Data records

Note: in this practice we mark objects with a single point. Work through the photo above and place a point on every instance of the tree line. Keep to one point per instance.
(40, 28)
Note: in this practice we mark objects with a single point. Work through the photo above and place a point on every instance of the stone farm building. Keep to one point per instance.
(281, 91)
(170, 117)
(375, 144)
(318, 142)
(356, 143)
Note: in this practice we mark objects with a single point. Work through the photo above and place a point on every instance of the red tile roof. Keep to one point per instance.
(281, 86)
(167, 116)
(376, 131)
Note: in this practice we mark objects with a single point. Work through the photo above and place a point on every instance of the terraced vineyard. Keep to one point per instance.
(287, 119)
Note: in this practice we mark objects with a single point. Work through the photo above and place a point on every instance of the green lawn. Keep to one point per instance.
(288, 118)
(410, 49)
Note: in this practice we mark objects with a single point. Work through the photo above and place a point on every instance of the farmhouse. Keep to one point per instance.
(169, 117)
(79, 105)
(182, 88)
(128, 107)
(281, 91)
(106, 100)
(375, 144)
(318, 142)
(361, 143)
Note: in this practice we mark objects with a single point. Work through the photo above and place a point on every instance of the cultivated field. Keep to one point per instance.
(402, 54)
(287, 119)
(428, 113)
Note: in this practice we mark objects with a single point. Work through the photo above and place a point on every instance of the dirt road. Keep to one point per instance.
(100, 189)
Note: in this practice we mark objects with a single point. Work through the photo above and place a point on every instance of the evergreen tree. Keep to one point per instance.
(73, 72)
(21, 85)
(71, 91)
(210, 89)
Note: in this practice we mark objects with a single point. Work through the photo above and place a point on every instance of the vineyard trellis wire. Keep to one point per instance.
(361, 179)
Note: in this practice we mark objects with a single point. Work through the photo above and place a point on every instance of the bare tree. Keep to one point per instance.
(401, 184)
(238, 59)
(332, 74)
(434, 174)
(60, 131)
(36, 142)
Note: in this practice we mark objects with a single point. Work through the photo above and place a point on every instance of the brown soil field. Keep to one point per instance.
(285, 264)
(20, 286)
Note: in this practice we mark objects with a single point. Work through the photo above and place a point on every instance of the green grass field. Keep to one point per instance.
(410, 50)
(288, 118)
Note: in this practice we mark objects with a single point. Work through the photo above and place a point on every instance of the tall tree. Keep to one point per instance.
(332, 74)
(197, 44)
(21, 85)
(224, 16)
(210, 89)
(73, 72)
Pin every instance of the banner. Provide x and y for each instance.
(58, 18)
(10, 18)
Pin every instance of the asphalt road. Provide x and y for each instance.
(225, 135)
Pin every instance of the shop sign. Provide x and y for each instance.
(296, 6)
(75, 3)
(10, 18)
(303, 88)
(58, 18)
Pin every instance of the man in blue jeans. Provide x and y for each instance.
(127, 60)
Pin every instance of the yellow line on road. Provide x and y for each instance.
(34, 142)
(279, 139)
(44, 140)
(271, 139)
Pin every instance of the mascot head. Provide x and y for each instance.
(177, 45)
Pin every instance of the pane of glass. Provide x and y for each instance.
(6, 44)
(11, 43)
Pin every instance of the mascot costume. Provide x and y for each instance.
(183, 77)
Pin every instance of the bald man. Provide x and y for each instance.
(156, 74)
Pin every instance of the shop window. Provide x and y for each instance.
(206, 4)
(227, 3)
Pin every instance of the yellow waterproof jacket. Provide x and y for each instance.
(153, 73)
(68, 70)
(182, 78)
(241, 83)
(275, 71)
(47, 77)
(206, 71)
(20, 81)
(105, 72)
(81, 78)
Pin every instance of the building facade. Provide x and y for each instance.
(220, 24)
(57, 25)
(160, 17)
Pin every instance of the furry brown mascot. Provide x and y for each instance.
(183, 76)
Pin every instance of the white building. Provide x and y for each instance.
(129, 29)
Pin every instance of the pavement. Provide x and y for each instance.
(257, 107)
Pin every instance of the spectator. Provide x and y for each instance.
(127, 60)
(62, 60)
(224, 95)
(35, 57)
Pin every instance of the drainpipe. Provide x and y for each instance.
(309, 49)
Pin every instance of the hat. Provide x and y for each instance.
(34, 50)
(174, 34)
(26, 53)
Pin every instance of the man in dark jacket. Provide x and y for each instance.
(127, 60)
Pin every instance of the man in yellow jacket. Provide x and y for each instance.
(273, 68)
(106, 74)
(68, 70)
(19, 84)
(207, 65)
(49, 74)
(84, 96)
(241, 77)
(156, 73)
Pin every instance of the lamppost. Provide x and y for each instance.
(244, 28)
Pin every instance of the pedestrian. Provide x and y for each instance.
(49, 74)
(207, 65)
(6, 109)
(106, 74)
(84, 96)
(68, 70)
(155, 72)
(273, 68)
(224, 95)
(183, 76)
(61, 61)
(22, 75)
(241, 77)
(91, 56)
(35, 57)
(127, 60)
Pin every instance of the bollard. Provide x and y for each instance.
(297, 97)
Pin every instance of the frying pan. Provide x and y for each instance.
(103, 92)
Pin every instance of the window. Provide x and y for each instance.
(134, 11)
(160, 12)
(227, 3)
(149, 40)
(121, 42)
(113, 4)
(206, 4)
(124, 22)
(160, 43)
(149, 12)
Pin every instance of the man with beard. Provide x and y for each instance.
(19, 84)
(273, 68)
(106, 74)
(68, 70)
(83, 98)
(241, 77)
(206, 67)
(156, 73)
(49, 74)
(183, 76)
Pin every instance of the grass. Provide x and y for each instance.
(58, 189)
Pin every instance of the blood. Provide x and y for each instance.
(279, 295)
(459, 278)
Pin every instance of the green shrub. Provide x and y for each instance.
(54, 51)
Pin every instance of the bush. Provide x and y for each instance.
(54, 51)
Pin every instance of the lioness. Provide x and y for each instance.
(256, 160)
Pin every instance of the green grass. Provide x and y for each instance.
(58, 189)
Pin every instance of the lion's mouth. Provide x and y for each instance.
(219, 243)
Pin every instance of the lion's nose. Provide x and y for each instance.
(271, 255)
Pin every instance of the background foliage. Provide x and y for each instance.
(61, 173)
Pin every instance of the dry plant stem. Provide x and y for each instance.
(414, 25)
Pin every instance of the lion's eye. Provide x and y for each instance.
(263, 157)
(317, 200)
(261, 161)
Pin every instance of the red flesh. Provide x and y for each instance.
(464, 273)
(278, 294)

> _Task statement_
The lines above should be duplicated exactly.

> _Your response_
Note: in this practice we mark objects with a single point. Work through the photo above and place a point on every instance of the tree line. Keep to one point per instance.
(40, 28)
Note: in this practice we mark objects with a single point. Work through the photo above and place a point on every instance of the stone farm building. Keep to one point per instance.
(281, 91)
(170, 117)
(375, 144)
(318, 142)
(356, 143)
Note: in this practice we mark objects with a single point. Work through the photo above and place a point on every instance of the red tile roof. Keep to one point per instance.
(281, 86)
(167, 116)
(376, 131)
Note: in this practice we mark objects with a single point. Work through the photo above and place a point on every instance of the terraced vineyard. Keep to one point per instance.
(287, 119)
Note: in this practice we mark objects with a single point. Work through the photo above and place a point on every instance of the green lawn. Keep to one point per instance.
(288, 118)
(410, 49)
Note: in this practice we mark objects with a single point. Work through the photo above and place a point on every instance of the farmhouse. Keep to one point per instance.
(169, 117)
(79, 105)
(182, 88)
(128, 107)
(281, 91)
(106, 100)
(375, 144)
(318, 142)
(361, 143)
Note: in this practice we mark objects with a single point. Work through the photo above and place a point on every instance of the cultivated field. Keep to one point per instance.
(402, 54)
(287, 119)
(428, 113)
Note: in this practice we mark objects with a single point. Work through the photo above and place a point on every instance of the dirt road. Keep to one point per instance.
(100, 189)
Note: in this practice we mark objects with a single point. Work through the photo above and place a point on every instance of the evergreen tree. Keep to one point per instance.
(73, 72)
(21, 85)
(71, 91)
(210, 89)
Note: in this practice we mark objects with a single point. Work through the photo above and place a point on every instance of the vineyard trellis wire. Keep to one point per instance.
(361, 179)
Note: in this practice we mark objects with a single point. Work through the photo above and place a point on every instance of the bare tree. Keep to one point per instance.
(401, 184)
(238, 59)
(332, 74)
(434, 174)
(60, 131)
(36, 142)
Note: in this practice we mark objects with a single point. Work through the photo above and place a point on every instance of the brown soil field. Keep to one point per instance.
(285, 264)
(20, 286)
Note: in this practice we mark objects with a single point. Work through the photo above and place a point on every instance of the green grass field. Keep to one point per instance.
(410, 50)
(288, 118)
Note: in this practice we mark objects with a single point. Work through the photo above and place a point on every instance of the tall tree. Keep to one point per instance.
(332, 74)
(197, 44)
(21, 85)
(224, 16)
(210, 89)
(73, 72)
Pin every instance of the banner. Provide x and y for each instance.
(58, 18)
(10, 18)
Pin every instance of the asphalt road. Provide x and y for each instance.
(225, 135)
Pin every instance of the shop sign. Provide x and y for each instance.
(296, 6)
(75, 3)
(10, 18)
(303, 88)
(58, 18)
Pin every instance of the man in blue jeans. Provide x and y for each instance.
(127, 60)
Pin every instance of the yellow line on road. Provide x and y for each instance.
(34, 142)
(279, 139)
(44, 140)
(271, 139)
Pin every instance of the mascot head. Provide x and y for each instance.
(177, 45)
Pin every instance of the pane of glass. Provide x and y for each instance.
(6, 44)
(11, 43)
Pin every instance of the mascot costume. Provide x and y for each instance.
(183, 77)
Pin every instance of the bald man. Provide x and y for each instance.
(156, 74)
Pin every instance of the shop window. Provide x and y for each instance.
(206, 4)
(227, 3)
Pin every instance of the yellow waterproof jacket. Provide x and y for each instance.
(153, 73)
(68, 70)
(182, 78)
(241, 83)
(275, 71)
(47, 77)
(206, 71)
(20, 81)
(105, 72)
(81, 78)
Pin every instance of the building facade. Provide x and y for each instance.
(220, 24)
(57, 25)
(160, 17)
Pin every instance of the furry brown mascot. Provide x and y for each instance.
(183, 76)
Pin every instance of the white building. Provide x and y for each instance.
(129, 29)
Pin every instance of the pavement. Provide x and y for each instance.
(257, 107)
Pin every instance of the spectator. Provide x and y for each instance.
(127, 60)
(62, 60)
(224, 95)
(35, 57)
Pin every instance of the drainpipe. Provide x and y for each instance.
(309, 49)
Pin every instance of the hat. Provide x and y for each instance.
(34, 50)
(174, 34)
(26, 53)
Pin every instance of the man in dark jacket. Provide x and y for each instance.
(127, 60)
Pin every instance of the man in yellow jacket. Provide x and y for each instance.
(273, 68)
(106, 74)
(68, 70)
(19, 84)
(207, 65)
(49, 74)
(84, 96)
(241, 77)
(156, 73)
Pin every instance of the lamppost. Provide x and y for each instance.
(244, 28)
Pin every instance of the pedestrian. Provide x and y for each instance.
(49, 74)
(207, 65)
(6, 109)
(106, 74)
(84, 96)
(68, 70)
(155, 72)
(273, 68)
(224, 95)
(183, 76)
(61, 61)
(22, 75)
(241, 77)
(91, 56)
(35, 57)
(127, 60)
Pin every instance of the bollard. Provide x and y for each instance.
(297, 97)
Pin every instance of the frying pan. Provide x and y for each instance.
(103, 92)
Pin every instance of the window. Provide x and y for each instance.
(134, 11)
(160, 12)
(227, 3)
(149, 40)
(121, 42)
(113, 4)
(206, 4)
(124, 22)
(160, 43)
(149, 12)
Pin every instance of the man with beard. Provide x and y for each instance.
(19, 84)
(273, 68)
(106, 74)
(68, 70)
(83, 98)
(241, 77)
(206, 67)
(156, 73)
(49, 74)
(183, 76)
Pin every instance of the grass. Provide x and y for each instance.
(58, 189)
Pin every instance of the blood. Provide x and y for each instance.
(279, 295)
(459, 278)
Pin every instance of the green shrub. Provide x and y for each instance.
(54, 51)
Pin every instance of the bush. Provide x and y for each instance.
(54, 51)
Pin every instance of the lioness. Provide x and y for each instance.
(256, 160)
Pin every instance of the green grass. Provide x and y for each instance.
(58, 189)
Pin every instance of the lion's mouth. Provide x and y for each instance.
(219, 243)
Pin every instance of the lion's nose. Provide x and y for each instance.
(271, 255)
Pin every instance of the background foliage. Provide x and y for each instance.
(61, 173)
Pin every instance of the dry plant stem. Provide x and y for each instance.
(414, 25)
Pin every instance of the lion's eye. Provide x and y for each instance.
(263, 157)
(317, 200)
(261, 161)
Pin every instance of the red flesh. Provide x and y for each instance.
(464, 273)
(278, 294)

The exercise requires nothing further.